- [Extrait présenté]:
───
Dossier : IMM-5138-06

Référence : 2007 CF 645

Ottawa (Ontario), le 15 juin 2007

EN PRÉSENCE DE :                        Madame la juge Snider

 

ENTRE :

ROBERT NSABIMANA

demandeur

et

 

LE MINISTRE DE LA CITOYENNETÉ ET DE L’IMMIGRATION

défendeur

 

 

MOTIFS DE L’ORDONNANCE ET ORDONNANCE

 

 

[1]        Le demandeur appartient à l’ethnie tutsie et il est citoyen du Burundi. Il fonde sa demande de protection sur la crainte alléguée de persécution de la part d’agents non gouvernementaux du fait de son appartenance à un groupe social, en l’occurrence sa famille. Dans une décision datée du 23 août 2006, une formation de la Section de la protection des réfugiés de la Commission de l’immigration et du statut de réfugié (la Commission) a rejeté sa demande. Le demandeur cherche à obtenir le contrôle judiciaire de cette décision.

 

[2]        Le fondement de la décision de la Commission est le manque de crédibilité. Dans ses motifs, la Commission a examiné un certain nombre de volets de la preuve, notamment le témoignage du demandeur et celui de son frère. Au terme de l’examen, la Commission a tiré les conclusions clés suivantes :

 

  • La Commission n’a pas jugé crédible le récit du demandeur au sujet d’attaques perpétrées sur la voiture de la tante du demandeur et sur la maison familiale en 2005.

 

  • La Commission a conclu que le demandeur n’avait pas fourni d’éléments de preuve convaincants à l’appui de sa prétention selon laquelle des groupes rebelles s’intéressaient à lui, essentiellement à la lumière des conclusions suivantes : a) entre 2001 et 2005, le demandeur n’avait subi aucun harcèlement ni aucune intimidation à Cibitoke et b) le demandeur n’a jamais été membre d’un groupe pacifiste ni un rastafarian.

 

Les questions soulevées

[3]        Le demandeur a soulevé un certain nombre de questions dans ses observations écrites initiales et en réponse, mais il en a traité quatre seulement devant moi. Ces questions peuvent être formulées comme suit :

 

  1. La Commission a-t-elle commis une erreur de fait importante quand elle a déclaré que le demandeur avait l’intention d’aller étudier à l’étranger?

 

  1. La Commission a-t-elle commis une erreur en attaquant la crédibilité du demandeur au motif de déclarations contradictoires dans une demande de visa antérieure?

 

  1. La Commission a-t-elle commis une erreur en ne prenant pas en compte l’effet du profil du demandeur sur la perception de celui-ci par les agents de la persécution?
───
- [Extraits d'enregistrements]:
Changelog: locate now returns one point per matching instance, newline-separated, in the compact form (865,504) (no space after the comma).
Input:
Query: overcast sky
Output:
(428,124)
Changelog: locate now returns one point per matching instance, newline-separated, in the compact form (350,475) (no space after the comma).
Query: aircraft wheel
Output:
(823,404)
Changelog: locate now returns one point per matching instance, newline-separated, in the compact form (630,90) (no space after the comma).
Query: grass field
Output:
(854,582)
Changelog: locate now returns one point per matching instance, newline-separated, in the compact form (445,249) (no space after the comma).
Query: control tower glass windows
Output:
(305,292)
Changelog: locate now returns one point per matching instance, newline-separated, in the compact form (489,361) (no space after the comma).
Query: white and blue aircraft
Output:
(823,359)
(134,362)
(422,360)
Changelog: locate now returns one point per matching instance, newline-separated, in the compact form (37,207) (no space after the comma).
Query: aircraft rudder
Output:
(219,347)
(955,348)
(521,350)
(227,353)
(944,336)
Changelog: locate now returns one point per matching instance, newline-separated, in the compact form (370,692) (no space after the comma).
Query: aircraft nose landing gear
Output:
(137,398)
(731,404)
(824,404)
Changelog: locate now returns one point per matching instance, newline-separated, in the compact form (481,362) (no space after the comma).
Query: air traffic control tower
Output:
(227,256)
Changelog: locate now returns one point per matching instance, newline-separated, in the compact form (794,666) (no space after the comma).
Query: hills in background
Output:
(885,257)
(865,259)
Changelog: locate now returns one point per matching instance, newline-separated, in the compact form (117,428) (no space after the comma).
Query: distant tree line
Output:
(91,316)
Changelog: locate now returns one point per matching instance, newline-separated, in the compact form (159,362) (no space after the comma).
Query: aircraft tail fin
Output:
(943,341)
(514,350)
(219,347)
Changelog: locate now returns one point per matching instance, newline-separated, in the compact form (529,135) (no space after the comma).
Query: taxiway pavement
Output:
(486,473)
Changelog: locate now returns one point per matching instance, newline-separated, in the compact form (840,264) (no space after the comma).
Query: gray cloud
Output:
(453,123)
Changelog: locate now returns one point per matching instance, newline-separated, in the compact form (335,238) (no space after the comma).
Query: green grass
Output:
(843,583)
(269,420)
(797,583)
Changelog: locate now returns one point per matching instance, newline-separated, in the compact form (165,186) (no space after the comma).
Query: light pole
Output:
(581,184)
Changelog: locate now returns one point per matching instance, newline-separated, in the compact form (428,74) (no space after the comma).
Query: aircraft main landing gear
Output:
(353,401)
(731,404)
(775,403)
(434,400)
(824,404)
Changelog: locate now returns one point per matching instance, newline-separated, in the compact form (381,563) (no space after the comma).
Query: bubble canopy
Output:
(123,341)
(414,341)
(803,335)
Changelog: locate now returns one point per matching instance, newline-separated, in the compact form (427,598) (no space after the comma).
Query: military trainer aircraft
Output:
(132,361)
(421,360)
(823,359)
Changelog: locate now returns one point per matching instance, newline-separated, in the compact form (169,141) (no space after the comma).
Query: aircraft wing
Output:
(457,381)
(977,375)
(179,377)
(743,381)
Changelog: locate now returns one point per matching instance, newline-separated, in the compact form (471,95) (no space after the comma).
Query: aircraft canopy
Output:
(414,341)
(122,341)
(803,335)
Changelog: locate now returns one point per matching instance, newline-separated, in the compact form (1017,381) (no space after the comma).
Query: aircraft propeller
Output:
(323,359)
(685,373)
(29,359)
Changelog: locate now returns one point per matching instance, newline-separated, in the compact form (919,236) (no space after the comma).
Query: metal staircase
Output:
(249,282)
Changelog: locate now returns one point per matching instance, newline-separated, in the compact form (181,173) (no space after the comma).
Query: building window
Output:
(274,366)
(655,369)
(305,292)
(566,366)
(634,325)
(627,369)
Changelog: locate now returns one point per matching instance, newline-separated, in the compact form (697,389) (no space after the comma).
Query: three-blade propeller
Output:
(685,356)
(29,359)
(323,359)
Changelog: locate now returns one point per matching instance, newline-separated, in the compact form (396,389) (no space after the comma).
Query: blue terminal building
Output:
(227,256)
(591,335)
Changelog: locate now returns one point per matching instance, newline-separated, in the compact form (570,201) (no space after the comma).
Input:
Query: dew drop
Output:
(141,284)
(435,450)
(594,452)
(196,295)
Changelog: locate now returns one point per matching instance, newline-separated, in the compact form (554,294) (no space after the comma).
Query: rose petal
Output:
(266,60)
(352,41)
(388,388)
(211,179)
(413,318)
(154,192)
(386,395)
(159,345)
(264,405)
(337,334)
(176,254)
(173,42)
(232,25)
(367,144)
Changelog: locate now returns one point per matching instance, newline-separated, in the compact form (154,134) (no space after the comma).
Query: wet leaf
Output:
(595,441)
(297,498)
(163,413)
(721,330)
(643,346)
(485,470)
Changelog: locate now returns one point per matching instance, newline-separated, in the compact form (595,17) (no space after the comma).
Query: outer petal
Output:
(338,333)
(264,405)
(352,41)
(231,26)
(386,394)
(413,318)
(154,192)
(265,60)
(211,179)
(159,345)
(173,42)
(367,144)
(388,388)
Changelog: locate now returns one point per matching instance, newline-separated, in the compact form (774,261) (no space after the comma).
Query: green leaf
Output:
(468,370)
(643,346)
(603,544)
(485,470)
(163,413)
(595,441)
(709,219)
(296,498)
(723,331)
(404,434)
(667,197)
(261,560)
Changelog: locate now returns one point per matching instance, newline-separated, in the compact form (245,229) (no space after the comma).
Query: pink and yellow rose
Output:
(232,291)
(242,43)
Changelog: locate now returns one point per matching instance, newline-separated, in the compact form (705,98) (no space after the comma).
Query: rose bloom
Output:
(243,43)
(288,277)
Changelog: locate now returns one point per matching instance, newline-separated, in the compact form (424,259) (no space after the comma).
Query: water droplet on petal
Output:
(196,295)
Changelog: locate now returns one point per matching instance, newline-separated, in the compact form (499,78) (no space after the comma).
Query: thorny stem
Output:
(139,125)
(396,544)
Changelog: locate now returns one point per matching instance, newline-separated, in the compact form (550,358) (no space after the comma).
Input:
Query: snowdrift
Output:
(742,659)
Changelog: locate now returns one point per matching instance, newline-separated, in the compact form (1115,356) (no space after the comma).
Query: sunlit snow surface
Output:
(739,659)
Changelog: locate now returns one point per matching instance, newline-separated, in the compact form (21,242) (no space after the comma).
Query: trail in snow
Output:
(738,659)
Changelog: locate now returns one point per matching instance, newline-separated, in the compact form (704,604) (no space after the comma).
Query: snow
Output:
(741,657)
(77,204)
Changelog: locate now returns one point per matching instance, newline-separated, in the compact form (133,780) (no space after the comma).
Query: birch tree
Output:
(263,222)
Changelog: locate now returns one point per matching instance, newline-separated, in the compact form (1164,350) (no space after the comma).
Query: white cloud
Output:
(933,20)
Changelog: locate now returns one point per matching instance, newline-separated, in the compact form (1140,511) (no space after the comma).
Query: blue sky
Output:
───
- [Exercice]:
Relevez tous les noms de lieux géographiques qui figurent dans l'extrait de jugement. Appuyez-vous uniquement sur l'extrait de jugement.

- [Réponse]:
Ottawa, Ontario, Burundi, Cibitoke